(PROVIDED INFORMATION):
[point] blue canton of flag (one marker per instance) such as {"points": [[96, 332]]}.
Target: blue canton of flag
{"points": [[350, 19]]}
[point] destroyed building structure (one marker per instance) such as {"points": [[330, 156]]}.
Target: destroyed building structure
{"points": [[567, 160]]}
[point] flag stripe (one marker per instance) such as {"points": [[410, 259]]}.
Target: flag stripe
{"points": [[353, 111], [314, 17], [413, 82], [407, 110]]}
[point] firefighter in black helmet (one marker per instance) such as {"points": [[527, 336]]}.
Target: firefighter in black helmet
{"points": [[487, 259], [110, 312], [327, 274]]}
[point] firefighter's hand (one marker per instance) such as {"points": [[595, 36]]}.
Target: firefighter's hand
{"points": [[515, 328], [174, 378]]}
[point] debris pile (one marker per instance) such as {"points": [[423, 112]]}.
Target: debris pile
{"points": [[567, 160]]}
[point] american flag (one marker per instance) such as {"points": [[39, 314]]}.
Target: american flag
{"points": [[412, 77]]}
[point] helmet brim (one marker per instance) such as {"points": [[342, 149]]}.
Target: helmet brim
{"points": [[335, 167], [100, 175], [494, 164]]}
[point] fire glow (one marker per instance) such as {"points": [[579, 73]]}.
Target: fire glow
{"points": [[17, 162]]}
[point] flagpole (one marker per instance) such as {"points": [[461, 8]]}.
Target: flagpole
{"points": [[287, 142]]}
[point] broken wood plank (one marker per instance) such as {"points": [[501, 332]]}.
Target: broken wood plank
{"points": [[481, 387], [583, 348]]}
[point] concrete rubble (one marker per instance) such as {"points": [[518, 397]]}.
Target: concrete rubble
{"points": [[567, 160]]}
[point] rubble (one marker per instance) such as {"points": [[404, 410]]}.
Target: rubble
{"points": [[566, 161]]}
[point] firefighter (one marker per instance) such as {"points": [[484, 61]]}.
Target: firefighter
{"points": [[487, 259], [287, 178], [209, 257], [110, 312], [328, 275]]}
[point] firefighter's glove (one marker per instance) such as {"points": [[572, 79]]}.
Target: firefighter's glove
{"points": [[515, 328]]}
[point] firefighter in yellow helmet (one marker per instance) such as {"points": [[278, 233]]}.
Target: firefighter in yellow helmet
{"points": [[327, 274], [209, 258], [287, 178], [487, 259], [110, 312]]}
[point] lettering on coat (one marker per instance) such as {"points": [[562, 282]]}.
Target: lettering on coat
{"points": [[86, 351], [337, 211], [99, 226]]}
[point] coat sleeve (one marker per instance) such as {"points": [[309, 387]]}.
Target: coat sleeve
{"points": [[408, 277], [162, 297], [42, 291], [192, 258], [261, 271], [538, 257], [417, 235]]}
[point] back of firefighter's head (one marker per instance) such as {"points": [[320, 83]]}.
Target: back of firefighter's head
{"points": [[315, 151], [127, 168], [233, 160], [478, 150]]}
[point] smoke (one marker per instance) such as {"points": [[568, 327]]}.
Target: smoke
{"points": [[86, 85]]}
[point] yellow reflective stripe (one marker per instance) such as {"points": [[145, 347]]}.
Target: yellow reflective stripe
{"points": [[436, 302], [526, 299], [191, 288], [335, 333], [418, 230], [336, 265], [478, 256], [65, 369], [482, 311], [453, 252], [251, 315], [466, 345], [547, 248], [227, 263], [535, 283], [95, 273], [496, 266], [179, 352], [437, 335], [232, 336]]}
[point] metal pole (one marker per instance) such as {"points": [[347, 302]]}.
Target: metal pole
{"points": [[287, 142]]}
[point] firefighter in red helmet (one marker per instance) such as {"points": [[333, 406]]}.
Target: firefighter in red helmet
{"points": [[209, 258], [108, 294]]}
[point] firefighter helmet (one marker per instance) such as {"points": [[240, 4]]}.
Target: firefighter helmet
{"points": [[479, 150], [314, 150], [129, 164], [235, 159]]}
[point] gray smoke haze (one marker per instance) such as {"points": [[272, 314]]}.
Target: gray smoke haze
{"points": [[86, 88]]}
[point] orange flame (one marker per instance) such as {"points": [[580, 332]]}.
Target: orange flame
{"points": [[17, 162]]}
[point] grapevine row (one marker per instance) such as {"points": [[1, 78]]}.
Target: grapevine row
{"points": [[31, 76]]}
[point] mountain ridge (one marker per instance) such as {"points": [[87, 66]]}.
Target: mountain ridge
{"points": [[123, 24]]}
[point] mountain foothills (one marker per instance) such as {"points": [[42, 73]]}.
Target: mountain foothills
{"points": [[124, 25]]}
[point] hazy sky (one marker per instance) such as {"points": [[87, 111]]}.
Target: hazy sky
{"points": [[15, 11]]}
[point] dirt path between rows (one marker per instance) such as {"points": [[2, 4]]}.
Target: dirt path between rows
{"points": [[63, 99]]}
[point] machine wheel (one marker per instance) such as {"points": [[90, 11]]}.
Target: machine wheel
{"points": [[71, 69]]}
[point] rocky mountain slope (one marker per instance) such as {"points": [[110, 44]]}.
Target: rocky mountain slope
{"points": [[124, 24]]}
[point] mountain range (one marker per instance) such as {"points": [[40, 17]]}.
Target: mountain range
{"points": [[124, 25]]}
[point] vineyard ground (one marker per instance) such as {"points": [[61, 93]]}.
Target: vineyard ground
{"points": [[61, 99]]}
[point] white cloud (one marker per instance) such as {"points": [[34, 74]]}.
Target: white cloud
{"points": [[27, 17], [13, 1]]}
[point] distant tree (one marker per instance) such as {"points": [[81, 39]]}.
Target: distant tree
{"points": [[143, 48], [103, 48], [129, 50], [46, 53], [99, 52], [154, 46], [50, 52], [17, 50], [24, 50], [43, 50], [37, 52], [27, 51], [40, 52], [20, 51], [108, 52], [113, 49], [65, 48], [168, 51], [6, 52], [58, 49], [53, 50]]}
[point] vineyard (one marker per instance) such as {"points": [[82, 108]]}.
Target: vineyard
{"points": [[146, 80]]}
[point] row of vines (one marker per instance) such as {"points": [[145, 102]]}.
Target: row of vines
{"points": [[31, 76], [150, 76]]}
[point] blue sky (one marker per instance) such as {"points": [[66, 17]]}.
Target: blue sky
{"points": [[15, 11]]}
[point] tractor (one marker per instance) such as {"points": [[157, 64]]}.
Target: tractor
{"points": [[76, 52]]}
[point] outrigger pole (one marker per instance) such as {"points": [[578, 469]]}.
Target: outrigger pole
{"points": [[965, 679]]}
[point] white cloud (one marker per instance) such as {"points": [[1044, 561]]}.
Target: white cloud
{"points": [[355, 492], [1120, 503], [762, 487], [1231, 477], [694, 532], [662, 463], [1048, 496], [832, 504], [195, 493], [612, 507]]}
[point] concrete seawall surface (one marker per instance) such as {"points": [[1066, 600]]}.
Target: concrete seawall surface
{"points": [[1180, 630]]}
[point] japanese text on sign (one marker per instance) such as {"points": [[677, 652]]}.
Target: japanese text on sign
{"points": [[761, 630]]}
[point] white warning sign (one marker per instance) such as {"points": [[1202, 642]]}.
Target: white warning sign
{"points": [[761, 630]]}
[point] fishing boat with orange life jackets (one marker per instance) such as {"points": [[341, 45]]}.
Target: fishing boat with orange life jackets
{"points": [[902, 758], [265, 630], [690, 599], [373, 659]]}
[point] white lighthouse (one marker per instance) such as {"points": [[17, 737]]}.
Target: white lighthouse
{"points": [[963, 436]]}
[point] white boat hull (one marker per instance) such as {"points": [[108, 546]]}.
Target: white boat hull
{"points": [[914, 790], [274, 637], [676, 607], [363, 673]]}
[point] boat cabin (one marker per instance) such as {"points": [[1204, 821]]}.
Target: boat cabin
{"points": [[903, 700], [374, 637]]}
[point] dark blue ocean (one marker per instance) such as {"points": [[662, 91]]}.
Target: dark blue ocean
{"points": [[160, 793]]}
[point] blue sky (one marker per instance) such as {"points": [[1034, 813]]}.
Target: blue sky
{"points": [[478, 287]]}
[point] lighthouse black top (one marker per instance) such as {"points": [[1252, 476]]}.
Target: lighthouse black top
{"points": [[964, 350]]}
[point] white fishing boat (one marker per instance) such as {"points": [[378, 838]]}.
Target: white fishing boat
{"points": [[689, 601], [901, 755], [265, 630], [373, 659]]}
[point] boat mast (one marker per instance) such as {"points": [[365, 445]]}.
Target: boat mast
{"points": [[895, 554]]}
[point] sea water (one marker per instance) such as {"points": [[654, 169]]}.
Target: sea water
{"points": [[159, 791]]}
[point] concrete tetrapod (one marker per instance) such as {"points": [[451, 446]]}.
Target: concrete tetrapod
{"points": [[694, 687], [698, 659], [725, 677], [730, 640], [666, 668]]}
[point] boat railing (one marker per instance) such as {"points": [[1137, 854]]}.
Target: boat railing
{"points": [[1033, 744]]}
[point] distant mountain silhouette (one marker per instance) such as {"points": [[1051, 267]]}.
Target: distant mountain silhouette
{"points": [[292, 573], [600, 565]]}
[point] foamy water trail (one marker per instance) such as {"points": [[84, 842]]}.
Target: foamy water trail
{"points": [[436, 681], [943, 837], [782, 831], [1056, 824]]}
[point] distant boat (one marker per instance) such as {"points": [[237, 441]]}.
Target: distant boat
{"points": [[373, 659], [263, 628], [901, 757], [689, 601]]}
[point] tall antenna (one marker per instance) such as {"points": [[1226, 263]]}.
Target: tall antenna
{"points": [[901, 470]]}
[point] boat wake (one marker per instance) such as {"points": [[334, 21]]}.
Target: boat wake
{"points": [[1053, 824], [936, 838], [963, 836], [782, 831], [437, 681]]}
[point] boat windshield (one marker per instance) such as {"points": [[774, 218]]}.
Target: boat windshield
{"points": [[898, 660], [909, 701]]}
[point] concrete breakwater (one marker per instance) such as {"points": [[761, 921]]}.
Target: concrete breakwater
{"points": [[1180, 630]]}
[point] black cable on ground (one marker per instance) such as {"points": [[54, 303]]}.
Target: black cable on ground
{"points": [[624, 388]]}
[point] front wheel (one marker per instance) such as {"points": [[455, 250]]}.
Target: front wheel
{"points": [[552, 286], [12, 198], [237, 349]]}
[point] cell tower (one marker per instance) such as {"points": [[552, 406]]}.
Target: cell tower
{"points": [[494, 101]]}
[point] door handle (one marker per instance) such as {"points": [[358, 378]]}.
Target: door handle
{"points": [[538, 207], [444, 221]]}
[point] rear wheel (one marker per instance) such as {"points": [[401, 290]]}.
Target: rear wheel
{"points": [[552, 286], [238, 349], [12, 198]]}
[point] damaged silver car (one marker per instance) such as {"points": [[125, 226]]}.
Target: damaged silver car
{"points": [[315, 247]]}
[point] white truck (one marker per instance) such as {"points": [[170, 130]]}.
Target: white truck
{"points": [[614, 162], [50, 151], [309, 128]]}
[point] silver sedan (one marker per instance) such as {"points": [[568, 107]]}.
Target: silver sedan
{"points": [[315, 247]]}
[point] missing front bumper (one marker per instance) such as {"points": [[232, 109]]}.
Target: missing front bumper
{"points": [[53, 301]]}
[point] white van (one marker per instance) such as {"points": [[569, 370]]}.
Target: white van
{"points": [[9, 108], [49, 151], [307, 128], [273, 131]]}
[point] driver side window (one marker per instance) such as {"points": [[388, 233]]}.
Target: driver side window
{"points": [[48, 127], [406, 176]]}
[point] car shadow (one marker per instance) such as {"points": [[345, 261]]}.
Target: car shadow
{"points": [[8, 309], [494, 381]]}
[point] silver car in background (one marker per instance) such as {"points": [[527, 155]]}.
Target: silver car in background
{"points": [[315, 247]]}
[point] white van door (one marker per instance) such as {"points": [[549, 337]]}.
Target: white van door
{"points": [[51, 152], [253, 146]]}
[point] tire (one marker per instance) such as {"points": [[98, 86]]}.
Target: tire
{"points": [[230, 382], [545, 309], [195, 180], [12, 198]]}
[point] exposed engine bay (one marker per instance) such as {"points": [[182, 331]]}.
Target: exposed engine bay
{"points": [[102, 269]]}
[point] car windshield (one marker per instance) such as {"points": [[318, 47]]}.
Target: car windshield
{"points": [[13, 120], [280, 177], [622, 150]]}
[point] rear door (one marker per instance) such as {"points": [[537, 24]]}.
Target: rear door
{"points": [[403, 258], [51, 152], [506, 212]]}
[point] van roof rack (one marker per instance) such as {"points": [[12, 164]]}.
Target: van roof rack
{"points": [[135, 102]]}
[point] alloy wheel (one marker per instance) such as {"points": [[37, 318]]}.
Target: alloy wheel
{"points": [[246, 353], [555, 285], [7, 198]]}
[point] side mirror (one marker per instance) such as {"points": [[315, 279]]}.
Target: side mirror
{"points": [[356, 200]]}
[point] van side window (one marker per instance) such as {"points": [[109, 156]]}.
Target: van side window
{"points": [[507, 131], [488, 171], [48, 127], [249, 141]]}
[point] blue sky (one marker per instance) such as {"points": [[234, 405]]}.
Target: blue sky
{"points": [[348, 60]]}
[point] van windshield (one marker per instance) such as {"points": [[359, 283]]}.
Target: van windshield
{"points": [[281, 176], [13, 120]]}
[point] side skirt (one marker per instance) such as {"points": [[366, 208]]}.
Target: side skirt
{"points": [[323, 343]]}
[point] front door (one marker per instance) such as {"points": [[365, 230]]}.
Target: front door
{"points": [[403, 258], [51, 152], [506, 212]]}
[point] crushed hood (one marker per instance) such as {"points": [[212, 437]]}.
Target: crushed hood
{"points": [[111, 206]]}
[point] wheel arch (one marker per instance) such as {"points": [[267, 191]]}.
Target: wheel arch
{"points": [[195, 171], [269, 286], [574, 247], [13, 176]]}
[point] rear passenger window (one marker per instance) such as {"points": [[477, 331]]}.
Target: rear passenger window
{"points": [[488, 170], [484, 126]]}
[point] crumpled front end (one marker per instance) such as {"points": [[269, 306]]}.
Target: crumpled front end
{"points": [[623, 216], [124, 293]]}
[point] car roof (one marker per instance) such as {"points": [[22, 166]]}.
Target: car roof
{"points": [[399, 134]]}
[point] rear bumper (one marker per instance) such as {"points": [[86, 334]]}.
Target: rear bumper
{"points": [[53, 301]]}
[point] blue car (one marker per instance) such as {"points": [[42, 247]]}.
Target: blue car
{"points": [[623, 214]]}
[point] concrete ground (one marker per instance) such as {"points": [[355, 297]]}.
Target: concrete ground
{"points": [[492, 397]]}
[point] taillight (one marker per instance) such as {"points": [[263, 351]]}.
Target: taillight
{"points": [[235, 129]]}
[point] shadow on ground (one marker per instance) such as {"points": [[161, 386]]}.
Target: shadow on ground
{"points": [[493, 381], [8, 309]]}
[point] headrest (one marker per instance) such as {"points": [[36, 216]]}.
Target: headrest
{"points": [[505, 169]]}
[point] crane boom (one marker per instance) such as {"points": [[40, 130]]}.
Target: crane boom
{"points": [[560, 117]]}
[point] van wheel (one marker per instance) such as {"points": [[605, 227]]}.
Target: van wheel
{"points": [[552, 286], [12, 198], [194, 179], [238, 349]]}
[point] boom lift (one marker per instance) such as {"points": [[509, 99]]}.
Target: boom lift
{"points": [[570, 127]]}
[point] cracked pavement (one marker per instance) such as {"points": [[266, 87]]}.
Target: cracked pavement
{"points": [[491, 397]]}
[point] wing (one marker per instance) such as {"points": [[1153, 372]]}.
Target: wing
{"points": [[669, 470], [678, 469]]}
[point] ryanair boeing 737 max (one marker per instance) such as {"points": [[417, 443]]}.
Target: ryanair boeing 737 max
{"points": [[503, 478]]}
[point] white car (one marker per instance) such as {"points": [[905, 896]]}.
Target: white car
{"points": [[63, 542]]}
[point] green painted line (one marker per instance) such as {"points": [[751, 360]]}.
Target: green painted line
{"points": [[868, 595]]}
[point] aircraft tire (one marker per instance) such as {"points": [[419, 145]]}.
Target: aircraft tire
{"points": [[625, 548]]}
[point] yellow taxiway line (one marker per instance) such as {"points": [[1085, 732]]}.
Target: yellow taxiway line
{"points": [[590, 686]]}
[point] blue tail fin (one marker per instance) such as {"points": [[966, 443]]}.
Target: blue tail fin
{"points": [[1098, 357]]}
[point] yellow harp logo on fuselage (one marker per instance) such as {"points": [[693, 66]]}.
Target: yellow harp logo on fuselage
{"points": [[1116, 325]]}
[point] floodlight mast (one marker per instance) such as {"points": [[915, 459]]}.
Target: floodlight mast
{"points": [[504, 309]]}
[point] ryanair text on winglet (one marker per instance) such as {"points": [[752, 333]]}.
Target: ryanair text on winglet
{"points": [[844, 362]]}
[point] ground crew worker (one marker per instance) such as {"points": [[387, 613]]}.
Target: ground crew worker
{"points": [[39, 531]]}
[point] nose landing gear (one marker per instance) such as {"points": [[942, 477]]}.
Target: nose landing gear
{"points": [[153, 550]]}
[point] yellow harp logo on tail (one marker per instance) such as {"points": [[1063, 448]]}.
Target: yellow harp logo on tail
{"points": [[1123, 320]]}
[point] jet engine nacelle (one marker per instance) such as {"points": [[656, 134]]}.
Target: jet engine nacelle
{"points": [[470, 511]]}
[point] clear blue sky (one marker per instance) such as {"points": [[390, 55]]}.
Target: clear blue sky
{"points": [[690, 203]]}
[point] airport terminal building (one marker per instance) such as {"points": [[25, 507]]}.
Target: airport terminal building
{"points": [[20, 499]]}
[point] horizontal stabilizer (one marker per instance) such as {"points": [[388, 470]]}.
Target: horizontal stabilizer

(TASK): Transcribe word for word the lines from the one holding "[point] yellow harp logo on tail" to the last line of the listing above, inclusive.

(TASK OUTPUT):
[point] yellow harp logo on tail (one marker per instance) such as {"points": [[1063, 448]]}.
Target: yellow harp logo on tail
{"points": [[1123, 320]]}
[point] jet engine nacelle (one marker per instance) such as {"points": [[656, 134]]}.
Target: jet engine nacelle
{"points": [[470, 511]]}
[point] clear blue sky (one marker per instance) such as {"points": [[390, 55]]}.
Target: clear blue sky
{"points": [[690, 203]]}
[point] airport terminal building (one marker per instance) such as {"points": [[25, 507]]}.
Target: airport terminal building
{"points": [[20, 499]]}
[point] horizontal stabilizer (one marker per instance) such as {"points": [[388, 470]]}.
Target: horizontal stabilizer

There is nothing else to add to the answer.